• Trecho fornecido
################
Marina Manda Lembranças E sta semana natalina me deu de presente um documentário muito bem feito, a vida de Jean Paul Belmondo. Uma biog...
Marina Manda Lembranças
Quando tomei conhecimento de Belmondo pela primeira vez, em Acossado, não estava interessada nele, nem lhe prestei muita atenção. Estávamos, todos os que fizemos fila diante da bilheteria do cinema ( certamente o Paissandú, Sergio Augusto me corrija se estou errada), atraídos pelo Godard, pela fama que precedia a exibição do filme no Rio, pelo imã que exerciam os cahiers de cinema dos quais tanto Godard quanto Truffaut - autor da história do filme - eram críticos.
################
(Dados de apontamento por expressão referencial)

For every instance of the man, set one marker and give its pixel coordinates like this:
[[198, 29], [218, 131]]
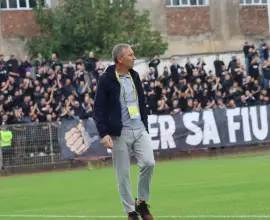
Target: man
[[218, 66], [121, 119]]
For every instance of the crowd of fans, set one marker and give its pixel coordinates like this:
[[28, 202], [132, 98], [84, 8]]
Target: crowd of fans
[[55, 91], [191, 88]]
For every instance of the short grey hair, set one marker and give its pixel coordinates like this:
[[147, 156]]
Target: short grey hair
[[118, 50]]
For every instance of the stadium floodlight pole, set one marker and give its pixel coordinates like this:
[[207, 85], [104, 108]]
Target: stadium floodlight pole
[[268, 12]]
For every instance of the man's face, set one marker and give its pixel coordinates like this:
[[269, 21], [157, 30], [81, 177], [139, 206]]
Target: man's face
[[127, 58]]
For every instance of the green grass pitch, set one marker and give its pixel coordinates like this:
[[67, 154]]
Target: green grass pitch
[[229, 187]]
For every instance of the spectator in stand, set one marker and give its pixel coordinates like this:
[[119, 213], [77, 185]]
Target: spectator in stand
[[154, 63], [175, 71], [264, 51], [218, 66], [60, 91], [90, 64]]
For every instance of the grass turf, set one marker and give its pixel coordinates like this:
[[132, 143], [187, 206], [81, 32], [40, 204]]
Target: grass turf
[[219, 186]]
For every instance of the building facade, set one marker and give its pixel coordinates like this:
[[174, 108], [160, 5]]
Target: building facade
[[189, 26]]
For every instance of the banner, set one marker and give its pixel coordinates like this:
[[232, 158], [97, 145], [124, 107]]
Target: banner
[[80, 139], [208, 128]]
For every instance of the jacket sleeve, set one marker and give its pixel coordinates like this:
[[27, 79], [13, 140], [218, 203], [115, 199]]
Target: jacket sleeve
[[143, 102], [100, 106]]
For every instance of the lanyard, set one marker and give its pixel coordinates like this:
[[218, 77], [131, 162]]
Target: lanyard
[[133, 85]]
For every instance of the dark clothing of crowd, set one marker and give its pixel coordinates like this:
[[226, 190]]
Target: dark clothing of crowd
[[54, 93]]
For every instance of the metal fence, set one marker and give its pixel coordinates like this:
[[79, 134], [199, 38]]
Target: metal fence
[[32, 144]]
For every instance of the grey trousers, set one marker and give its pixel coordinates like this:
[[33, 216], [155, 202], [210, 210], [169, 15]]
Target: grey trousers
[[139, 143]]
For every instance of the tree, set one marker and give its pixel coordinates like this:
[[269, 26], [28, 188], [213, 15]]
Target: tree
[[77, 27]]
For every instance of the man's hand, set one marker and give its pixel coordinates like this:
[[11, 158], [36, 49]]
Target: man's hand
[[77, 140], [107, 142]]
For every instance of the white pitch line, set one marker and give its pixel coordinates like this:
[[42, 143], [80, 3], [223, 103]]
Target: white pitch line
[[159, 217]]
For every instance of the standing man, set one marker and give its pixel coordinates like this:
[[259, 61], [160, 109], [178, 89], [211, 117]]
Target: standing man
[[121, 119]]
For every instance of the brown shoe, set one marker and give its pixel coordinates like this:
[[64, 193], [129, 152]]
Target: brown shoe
################
• Tarefas a realizar
1) No texto sobre Belmondo, quem é indicado como autor da história do filme Acossado?
2) Continue o texto sobre Belmondo a partir da última frase apresentada.

• Resultados das tarefas
1) Truffaut.

2)
Saímos medusados pelos diálogos inesperados e poéticos, pela falta de esquadro do roteiro, pelo inusitado do conjunto. Alguns compreenderam a novidade, outros nem tanto, mas todos enchemos a boca para falar da nouvelle vague com plena intimidade. Foi o ano da nouvelle vague, aquele. Quando vi Hiroshima, meu amor, de Resnai, fiquei tão impactada que saí sem falar nada e fiquei muda a noite toda, com medo de que uma única palavra inadequada demolisse a arquitetura erguida em mim pelo filme.
Em Acossado, confesso agora, os cabelos curtíssimos de Jean Seberg chamaram minha atenção mais que a atuação de Belmondo. Mas os críticos repararam mais em Belmondo que nos cabelos, e ele passou a fazer um filme depois do outro.
Era 64, quando fui à Maison de France assistir ao lançamento de O homem do Rio. Já então, como jornalista. O lançamento foi evento concorrido, o Rio ganhava uma imagem internacional tão sedutora quanto a de Belmondo. Não lembro mais da história, lembro da camisa branca do herói muito aberta no peito, e dele voando de teco-teco, andando que nem mosca entre uma e outra janela em fachada de prédio, dando e levando muitos socos.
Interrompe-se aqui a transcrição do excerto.